On a tangential note, I learned something new and thought that a few other folks might find this of interest: In the screenshots, we see a file with the name "Licence", which to my American eye looked like a typo. On further investigation I found out that "In British English, Canadian English, Irish English, Australian English, and New Zealand English the noun is spelt licence and the verb is license."[0]

[0] https://en.wiktionary.org/wiki/licence



Indeed.

To address your first point. If we can't even question the most basic of our tooling then we'll just inhabit a stasis that may be just a local optimum.

To address your second point. The way I think these licence/license words should go is - think of advice/advise. The verb's got the 's', the noun's got the 'c'. Am I wasting my time in actually caring about shit like that? Probably. But that's how I'm wired.


Also practice/practise - a doctor's practice / practise the piano.

I don't think it's a waste of time, but language is fluid. Sometimes it changes very rapidly and sometimes slowly, but it's never static. Since the US uses a single spelling for both (and most of the world defaults to using US English) my guess is that the distinction will vanish eventually.

I'm slowly learning not to care about these distinctions when it comes to English, as long as the meaning is clear. The closer you look, the fuzzier language becomes - even in the UK or US alone, there are vast differences in the way it's used.


… and advice/advise and prophecy/prophesy. For some reason, only the latter has kept the difference in spelling between the noun and the verb in American English.


I'm not sure about ls. As for this tool all it seems to add is git status, but it's not working for me for some reason (not sure why) so I can't comment on the usefulness of this.
..............................
• **What this exercise asks**:
1 – Please list each noun/verb spelling pair named in the spelling discussion above, giving every pair once.
2 – Return the stretch of the spelling discussion from "To address your first" through "how I'm wired.", copied word for word.
..............................
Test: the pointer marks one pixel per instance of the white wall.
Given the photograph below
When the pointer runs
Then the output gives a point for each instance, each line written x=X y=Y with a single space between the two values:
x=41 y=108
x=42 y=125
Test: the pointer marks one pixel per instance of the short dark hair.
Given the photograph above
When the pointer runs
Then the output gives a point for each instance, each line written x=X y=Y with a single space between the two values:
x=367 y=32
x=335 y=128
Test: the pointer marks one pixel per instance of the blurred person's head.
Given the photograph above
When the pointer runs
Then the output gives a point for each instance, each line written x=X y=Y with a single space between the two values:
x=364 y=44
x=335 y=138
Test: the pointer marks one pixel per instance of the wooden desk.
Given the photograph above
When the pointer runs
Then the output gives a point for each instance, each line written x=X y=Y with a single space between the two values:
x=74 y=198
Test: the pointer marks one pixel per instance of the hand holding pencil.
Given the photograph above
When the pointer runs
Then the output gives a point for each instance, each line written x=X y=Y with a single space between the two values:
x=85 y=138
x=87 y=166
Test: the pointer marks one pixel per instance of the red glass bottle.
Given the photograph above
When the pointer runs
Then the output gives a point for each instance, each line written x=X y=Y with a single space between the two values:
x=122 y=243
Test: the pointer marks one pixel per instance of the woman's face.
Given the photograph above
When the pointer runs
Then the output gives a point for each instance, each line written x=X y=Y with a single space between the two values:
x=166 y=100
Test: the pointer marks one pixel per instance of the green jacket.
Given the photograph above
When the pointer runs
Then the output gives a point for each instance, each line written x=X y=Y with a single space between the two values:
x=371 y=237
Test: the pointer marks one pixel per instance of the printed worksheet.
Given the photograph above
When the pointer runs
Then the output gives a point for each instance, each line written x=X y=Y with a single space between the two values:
..............................
• **Results for the exercise**:
1 –
licence/license
advice/advise
practice/practise
prophecy/prophesy

2 –
To address your first point. If we can't even question the most basic of our tooling then we'll just inhabit a stasis that may be just a local optimum.

To address your second point. The way I think these licence/license words should go is - think of advice/advise. The verb's got the 's', the noun's got the 'c'. Am I wasting my time in actually caring about shit like that? Probably. But that's how I'm wired.